═════ Source material ═════

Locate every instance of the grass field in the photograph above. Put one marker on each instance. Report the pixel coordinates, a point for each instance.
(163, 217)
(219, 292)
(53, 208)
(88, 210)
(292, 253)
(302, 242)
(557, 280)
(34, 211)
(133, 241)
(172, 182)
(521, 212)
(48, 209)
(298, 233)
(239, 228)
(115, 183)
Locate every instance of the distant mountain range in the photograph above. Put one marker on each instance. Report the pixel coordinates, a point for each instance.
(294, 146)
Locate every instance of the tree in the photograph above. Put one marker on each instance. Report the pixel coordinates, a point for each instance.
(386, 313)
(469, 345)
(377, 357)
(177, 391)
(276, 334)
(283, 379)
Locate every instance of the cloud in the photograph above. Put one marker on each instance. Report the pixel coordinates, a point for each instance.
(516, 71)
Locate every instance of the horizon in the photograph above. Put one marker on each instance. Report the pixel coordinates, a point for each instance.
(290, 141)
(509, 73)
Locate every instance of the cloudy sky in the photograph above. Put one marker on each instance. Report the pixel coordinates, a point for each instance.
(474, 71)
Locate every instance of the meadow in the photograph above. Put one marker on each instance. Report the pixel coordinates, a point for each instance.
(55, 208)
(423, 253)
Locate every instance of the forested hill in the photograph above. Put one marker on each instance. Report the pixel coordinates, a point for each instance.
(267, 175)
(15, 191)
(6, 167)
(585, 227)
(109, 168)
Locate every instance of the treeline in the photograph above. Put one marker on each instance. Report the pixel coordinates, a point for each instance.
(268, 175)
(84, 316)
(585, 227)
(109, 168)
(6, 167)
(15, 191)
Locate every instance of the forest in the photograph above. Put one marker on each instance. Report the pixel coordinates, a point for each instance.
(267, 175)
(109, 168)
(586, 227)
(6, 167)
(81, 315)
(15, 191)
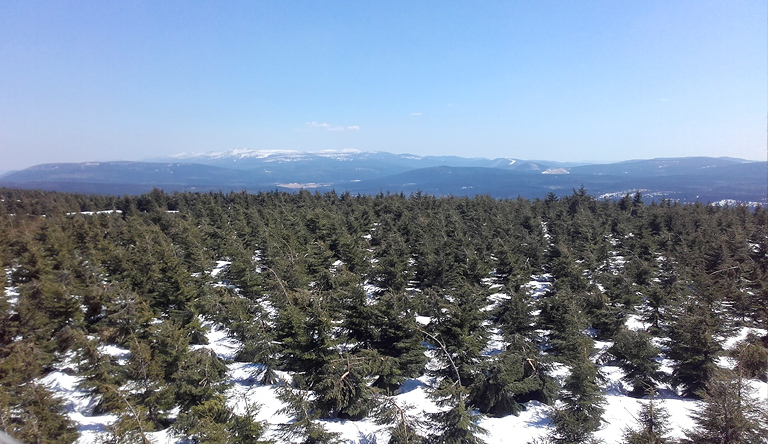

═════

**Short task**
Put every line above, from the one containing "Locate every instance of the forested" through the end of the rows inclusive, into a JSON list of strings with one string per line, omitting blank lines and leaving out the pictures.

**Exercise response**
[
  "Locate every instance of the forested hill in the photograph above. Put one marker on each instance. Report the pixel coordinates, a point for each instance.",
  "(267, 175)",
  "(15, 191)",
  "(6, 167)",
  "(585, 227)",
  "(109, 168)",
  "Locate every instance of the treeline in the photograph above. Put one marker on each instance. Report the pixel coordinates, a point for each instance.",
  "(268, 175)",
  "(84, 316)",
  "(585, 227)",
  "(109, 168)",
  "(6, 167)",
  "(15, 191)",
  "Locate every instance of the forest in the photograph above. Put one marker on each instance. Report the pixel coordinates, a point for each instance.",
  "(267, 175)",
  "(109, 168)",
  "(586, 227)",
  "(6, 167)",
  "(81, 315)",
  "(15, 191)"
]